*** Opening of DATA ***

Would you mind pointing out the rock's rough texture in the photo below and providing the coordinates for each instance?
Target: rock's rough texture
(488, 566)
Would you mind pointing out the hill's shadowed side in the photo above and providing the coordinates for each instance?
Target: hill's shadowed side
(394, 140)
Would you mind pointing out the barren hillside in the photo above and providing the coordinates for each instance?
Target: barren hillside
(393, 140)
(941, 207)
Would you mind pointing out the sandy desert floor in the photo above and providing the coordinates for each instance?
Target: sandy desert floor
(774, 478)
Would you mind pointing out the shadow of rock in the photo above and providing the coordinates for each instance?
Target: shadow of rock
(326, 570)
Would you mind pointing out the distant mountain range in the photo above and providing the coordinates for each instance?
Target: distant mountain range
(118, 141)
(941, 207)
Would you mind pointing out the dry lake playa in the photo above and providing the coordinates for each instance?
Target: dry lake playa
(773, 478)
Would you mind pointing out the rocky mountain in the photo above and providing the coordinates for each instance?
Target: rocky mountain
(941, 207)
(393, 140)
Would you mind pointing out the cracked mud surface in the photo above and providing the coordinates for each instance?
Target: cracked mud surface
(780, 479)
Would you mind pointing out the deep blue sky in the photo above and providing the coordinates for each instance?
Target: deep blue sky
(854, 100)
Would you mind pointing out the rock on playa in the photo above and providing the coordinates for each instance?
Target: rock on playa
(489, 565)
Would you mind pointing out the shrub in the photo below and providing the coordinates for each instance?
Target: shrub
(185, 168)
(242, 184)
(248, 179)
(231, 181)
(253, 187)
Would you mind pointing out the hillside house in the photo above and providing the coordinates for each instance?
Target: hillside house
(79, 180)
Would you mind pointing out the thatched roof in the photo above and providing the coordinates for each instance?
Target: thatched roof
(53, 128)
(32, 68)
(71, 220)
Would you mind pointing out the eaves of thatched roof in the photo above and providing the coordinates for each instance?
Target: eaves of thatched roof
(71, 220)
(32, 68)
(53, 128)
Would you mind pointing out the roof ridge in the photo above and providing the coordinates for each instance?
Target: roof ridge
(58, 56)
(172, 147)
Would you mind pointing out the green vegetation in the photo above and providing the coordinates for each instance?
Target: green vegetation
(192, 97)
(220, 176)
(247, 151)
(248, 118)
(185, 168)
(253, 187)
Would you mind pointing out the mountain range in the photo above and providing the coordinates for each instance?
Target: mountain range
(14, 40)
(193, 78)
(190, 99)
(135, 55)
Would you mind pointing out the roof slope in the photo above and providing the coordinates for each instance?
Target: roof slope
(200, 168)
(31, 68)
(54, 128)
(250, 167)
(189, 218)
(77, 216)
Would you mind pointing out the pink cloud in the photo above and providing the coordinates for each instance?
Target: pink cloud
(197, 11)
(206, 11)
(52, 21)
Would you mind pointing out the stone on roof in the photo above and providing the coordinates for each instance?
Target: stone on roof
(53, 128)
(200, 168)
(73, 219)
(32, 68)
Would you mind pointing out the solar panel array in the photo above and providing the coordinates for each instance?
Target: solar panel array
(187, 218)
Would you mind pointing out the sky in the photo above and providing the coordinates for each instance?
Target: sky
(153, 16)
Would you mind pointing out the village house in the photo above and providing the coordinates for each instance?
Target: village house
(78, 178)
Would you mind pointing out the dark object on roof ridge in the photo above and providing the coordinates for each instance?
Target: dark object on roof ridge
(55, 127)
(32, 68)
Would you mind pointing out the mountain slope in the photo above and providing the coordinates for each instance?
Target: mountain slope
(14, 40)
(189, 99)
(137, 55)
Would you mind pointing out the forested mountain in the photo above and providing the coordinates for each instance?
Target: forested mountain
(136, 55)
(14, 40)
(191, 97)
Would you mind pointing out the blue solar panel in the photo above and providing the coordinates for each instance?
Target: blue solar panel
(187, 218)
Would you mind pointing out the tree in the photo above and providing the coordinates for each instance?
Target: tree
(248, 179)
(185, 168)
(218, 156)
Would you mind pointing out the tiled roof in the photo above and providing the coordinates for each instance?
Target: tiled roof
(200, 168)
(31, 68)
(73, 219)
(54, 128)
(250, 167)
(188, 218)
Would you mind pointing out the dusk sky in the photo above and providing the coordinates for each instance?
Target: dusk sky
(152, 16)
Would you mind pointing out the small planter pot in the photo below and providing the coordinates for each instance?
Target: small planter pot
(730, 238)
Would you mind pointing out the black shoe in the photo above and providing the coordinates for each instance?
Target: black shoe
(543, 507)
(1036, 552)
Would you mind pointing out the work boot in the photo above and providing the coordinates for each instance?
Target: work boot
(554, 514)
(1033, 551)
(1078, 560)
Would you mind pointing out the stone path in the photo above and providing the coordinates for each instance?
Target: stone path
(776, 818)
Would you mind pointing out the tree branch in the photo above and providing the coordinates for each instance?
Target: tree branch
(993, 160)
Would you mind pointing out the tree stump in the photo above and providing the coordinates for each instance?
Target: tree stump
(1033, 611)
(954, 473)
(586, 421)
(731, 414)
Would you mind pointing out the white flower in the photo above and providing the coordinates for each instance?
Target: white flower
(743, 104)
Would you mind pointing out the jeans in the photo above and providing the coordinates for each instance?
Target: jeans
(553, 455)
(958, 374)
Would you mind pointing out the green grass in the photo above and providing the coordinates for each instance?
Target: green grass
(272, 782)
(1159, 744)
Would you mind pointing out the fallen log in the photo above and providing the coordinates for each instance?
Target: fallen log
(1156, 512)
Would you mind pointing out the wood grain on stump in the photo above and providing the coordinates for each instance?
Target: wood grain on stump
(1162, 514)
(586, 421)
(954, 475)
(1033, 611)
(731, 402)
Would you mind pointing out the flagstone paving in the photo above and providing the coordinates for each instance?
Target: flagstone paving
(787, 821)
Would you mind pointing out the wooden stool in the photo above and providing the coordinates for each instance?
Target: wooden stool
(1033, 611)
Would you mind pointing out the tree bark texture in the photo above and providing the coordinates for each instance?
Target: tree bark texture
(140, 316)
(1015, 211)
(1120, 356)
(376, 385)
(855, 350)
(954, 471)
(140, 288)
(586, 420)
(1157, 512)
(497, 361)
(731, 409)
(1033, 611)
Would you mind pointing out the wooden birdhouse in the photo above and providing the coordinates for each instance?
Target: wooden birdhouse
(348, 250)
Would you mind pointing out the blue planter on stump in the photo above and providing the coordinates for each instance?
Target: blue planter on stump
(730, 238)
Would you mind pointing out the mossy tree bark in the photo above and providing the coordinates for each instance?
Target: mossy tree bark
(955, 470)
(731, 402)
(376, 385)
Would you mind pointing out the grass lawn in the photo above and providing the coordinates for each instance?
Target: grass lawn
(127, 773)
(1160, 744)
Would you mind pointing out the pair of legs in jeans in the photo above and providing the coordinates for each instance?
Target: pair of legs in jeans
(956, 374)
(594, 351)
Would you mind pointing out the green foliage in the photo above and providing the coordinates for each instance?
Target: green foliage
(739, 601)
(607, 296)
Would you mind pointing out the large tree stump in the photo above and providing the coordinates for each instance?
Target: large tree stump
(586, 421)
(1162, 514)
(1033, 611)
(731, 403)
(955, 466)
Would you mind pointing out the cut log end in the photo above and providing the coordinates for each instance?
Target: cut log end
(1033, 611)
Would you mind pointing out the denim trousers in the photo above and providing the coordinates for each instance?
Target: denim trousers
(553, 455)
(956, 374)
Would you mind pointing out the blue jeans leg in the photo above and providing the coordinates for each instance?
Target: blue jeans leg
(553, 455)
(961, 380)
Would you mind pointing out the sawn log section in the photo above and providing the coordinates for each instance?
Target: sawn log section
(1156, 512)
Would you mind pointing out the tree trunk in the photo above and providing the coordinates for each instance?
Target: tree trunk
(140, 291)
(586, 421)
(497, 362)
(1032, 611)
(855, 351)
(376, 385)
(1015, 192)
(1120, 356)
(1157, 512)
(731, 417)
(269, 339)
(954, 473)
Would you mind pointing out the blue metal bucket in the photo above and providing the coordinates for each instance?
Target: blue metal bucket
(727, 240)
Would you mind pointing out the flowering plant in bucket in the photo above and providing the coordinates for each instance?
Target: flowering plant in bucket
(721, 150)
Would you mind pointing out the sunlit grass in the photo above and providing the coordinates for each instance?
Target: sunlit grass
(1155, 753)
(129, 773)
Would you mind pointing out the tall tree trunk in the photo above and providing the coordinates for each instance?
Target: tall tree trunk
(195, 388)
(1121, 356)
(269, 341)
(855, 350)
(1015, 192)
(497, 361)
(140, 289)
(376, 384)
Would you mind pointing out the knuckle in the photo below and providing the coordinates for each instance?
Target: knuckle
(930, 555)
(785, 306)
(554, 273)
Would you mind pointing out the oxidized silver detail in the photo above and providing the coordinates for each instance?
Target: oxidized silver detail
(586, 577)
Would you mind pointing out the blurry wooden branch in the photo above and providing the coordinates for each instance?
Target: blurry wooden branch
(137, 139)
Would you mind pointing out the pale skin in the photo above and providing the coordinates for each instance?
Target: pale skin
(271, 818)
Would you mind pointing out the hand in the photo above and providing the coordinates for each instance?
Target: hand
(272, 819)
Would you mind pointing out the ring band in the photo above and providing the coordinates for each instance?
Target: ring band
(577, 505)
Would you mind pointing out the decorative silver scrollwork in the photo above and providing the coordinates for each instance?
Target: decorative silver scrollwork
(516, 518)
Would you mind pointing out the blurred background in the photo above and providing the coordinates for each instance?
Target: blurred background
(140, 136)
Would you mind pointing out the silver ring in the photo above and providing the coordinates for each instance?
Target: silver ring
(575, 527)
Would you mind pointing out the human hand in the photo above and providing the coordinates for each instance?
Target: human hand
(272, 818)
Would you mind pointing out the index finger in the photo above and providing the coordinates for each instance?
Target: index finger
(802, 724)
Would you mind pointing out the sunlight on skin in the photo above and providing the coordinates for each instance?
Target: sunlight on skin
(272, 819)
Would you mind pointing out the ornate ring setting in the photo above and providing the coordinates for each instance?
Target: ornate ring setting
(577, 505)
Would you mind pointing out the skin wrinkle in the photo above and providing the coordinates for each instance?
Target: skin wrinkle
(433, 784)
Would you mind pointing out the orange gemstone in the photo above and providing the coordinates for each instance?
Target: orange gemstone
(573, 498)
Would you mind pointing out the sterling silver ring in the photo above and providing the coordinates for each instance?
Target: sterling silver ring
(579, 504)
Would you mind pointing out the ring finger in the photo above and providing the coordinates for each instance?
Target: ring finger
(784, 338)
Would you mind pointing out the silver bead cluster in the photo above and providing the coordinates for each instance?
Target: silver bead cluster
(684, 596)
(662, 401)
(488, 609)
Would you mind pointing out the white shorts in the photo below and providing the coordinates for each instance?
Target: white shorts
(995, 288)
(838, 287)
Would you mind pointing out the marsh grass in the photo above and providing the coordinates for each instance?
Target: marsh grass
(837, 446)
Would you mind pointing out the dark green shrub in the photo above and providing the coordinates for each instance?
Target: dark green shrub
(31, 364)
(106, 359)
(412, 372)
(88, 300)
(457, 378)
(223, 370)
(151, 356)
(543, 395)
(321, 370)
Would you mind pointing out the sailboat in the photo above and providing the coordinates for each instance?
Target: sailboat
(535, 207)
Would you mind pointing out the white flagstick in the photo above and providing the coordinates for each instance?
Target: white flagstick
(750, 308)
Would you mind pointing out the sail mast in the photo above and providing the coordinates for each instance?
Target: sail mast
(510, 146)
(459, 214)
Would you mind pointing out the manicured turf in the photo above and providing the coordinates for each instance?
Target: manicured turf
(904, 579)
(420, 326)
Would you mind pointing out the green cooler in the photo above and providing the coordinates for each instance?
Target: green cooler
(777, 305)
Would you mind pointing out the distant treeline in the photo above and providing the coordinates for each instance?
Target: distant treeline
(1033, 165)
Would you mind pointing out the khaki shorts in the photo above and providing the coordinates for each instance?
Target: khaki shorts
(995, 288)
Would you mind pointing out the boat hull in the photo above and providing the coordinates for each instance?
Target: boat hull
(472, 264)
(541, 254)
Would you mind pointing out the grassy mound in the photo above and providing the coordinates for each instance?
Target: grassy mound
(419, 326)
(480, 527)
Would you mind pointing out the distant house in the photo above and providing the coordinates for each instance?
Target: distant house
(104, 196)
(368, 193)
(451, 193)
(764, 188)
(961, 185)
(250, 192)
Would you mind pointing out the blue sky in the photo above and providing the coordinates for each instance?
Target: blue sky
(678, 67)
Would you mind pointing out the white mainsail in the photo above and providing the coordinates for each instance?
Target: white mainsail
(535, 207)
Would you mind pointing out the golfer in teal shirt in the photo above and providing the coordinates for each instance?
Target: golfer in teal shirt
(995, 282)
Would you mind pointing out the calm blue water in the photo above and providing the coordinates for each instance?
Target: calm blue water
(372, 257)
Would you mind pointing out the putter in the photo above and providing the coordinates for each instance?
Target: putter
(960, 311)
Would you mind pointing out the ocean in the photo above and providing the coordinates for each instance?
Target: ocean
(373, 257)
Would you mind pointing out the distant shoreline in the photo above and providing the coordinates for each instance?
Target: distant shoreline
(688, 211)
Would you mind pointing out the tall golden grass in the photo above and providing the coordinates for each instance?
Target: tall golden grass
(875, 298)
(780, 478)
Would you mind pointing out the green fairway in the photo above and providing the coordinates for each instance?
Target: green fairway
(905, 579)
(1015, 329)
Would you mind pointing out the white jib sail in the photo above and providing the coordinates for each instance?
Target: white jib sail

*** Close of DATA ***

*AIM OF THE TASK*:
Set down only the lines above that fall between the line holding "Target: mountain range" and the line holding "Would you mind pointing out the tiled", inclusive, keeping each exact.

*REPLY*:
Target: mountain range
(14, 40)
(193, 78)
(190, 99)
(135, 55)
Would you mind pointing out the roof slope in the photo above and providing the coordinates for each instance?
Target: roof slope
(200, 168)
(31, 68)
(54, 128)
(250, 167)
(189, 218)
(77, 216)
Would you mind pointing out the pink cloud in the photo above and providing the coordinates for each instance?
Target: pink cloud
(197, 11)
(206, 11)
(52, 21)
Would you mind pointing out the stone on roof in the photo above and providing the coordinates for each instance?
Target: stone on roof
(53, 128)
(200, 168)
(73, 219)
(32, 68)
Would you mind pointing out the solar panel array in the photo above and providing the coordinates for each instance?
Target: solar panel array
(187, 218)
Would you mind pointing out the sky in the photo above and providing the coordinates for each instance?
Target: sky
(153, 16)
Would you mind pointing out the village house in the photo above and providing the coordinates for each instance?
Target: village house
(78, 178)
Would you mind pointing out the dark object on roof ridge in the photo above and providing the coordinates for each instance?
Target: dark object on roof ridge
(55, 127)
(32, 68)
Would you mind pointing out the mountain slope in the photo above and providing the coordinates for each instance?
Target: mountain slope
(14, 40)
(189, 99)
(137, 55)
Would you mind pointing out the forested mountain in the photo above and providing the coordinates for each instance?
Target: forested mountain
(136, 55)
(14, 40)
(191, 97)
Would you mind pointing out the blue solar panel in the photo above and providing the coordinates for each instance?
Target: blue solar panel
(187, 218)
Would you mind pointing out the tree in the photo above and providing the coordinates for each instance?
Target: tree
(248, 179)
(185, 168)
(218, 156)
Would you mind pointing out the tiled roof in the photo above and providing the coordinates for each instance?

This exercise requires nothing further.